### Problems to work on
#1 Copy everything in the 'C' monster commentary from "The published rulebook adds" down to "the second sentence.", putting "printed rulebook" in place of "published rulebook" each time it occurs.
#2 Answer these questions from the 'C' monster commentary:
(a) What armor class does Holmes give the carrion crawler in the manuscript?
(b) What weapons does Holmes give cavemen?
(c) Under what name did cavemen reappear in Moldvay Basic?
#3 Pick up the 'C' monster commentary after its final sentence and carry it on in the same manner.

### Excerpted text
━━━━━━━━━━━━━━━━━━━━━━━━━━━━━━
Today we cover the 'C' monsters in the Monster List:
Carrion Crawler: This is another Greyhawk monster, and the description is an edited version of what is found there. Greyhawk gives them an AC of 3/7, but does not explain this further. Later in the Monster Manual this was explained as the AC of the armored head and less protected body. Holmes simplifies this in the manuscript by giving the monster a simple AC 7, which is retained in the published rulebook (as well as the later Moldvay Basic). Holmes's description omits the possibility of a saving throw versus the paralyzation which was mentioned in the original.
The published rulebook adds an "Alignment: neutral", which by the second edition implies these creatures have some intelligence; for more on this see my earlier post, ("Holmes Alignment is Six Point"). The published rulebook also adds 8 attacks and 0 damage, which comes from Greyhawk, page 19. Without this information being explicit, one would assume based on the description alone that the 8 tentacles just make a standard single attack for 1d6 damage that also causes paralysis. The published rulebook also changes "they" to "it" in the second sentence.
Another type of "Man" from OD&D, Vol 2, page 7 that Holmes included in the manuscript and then was cut out by Gygax/TSR. Holmes' write-up gives them 2 HD and AC 9 (no armor) and "Alignment: Neutral" per the source. He extrapolates several other details. Where the source has "armed with weapons equal to Morning Stars", Holmes gives them "clubs, stone-axes or spears", which is more descriptive. In the absence of a morale system in Basic, Holmes also changes "They have -1 morale" to "Their morale is poor, they are more likely to retreat than a better disciplined force, but they can be fierce fighters if cornered".
Cavemen were included in the Monster Manual along with the other types of "Men", and also later re-appeared in Moldvay Basic as "Neanderthal (Caveman)".
This is the first non-human monster that was cut from the manuscript. Centaurs are found in OD&D, Vol 2 at pg 5 (most stats) and 15 (description) and Vol 1, page 9 (alignment). Holmes' stats are the same as the source, although the inclusion of "Chaotic" in the alignment is curious as Centaurs are only listed as being Lawful or Chaotic in Vol 1. In the description, Holmes simplifies the Gygaxian "At worst these creatures are semi-intelligent" to "are intelligent" and simplifies the distribution of weapons to a short list. They retain two attacks per round but in the manuscript rules this would not be different from humans, which also get two attacks per round as we saw earlier in the sections on Combat. It is possible to read "They attack twice as a man and as a horse every melee around" as four attacks per round: twice as a man and twice as a horse. The last two sentence are also a simplification of the last four sentences of the original.
━━━━━━━━━━━━━━━━━━━━━━━━━━━━━━
### Data segment
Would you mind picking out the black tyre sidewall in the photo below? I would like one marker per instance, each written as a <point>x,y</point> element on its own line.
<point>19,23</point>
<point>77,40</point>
━━━━━━━━━━━━━━━━━━━━━━━━━━━━━━
### Answers for the exercise
#1
The printed rulebook adds an "Alignment: neutral", which by the second edition implies these creatures have some intelligence; for more on this see my earlier post, ("Holmes Alignment is Six Point"). The printed rulebook also adds 8 attacks and 0 damage, which comes from Greyhawk, page 19. Without this information being explicit, one would assume based on the description alone that the 8 tentacles just make a standard single attack for 1d6 damage that also causes paralysis. The printed rulebook also changes "they" to "it" in the second sentence.

#2
(a) AC 7.
(b) Clubs, stone-axes or spears.
(c) "Neanderthal (Caveman)".

#3
It is not surprising that Holmes included Centaurs in the manuscript. He suggests using them, along with several other non-standard types, as characters on page 7 of the Basic rulebook. This is probably based on an actual play as he later mentioned a centaur PC in Psychology Today ("Confessions of a Dungeon Master", 1980), and included a centaur character in his novel Maze of Peril (1986).
Why did TSR cut the Centaur from the Basic rulebook? Perhaps to focus the game more on dungeon creatures? The 1981 version of Basic/Expert, Centaurs are relegated to the Expert rulebook, which is focused on adding Wilderness Adventures to the game.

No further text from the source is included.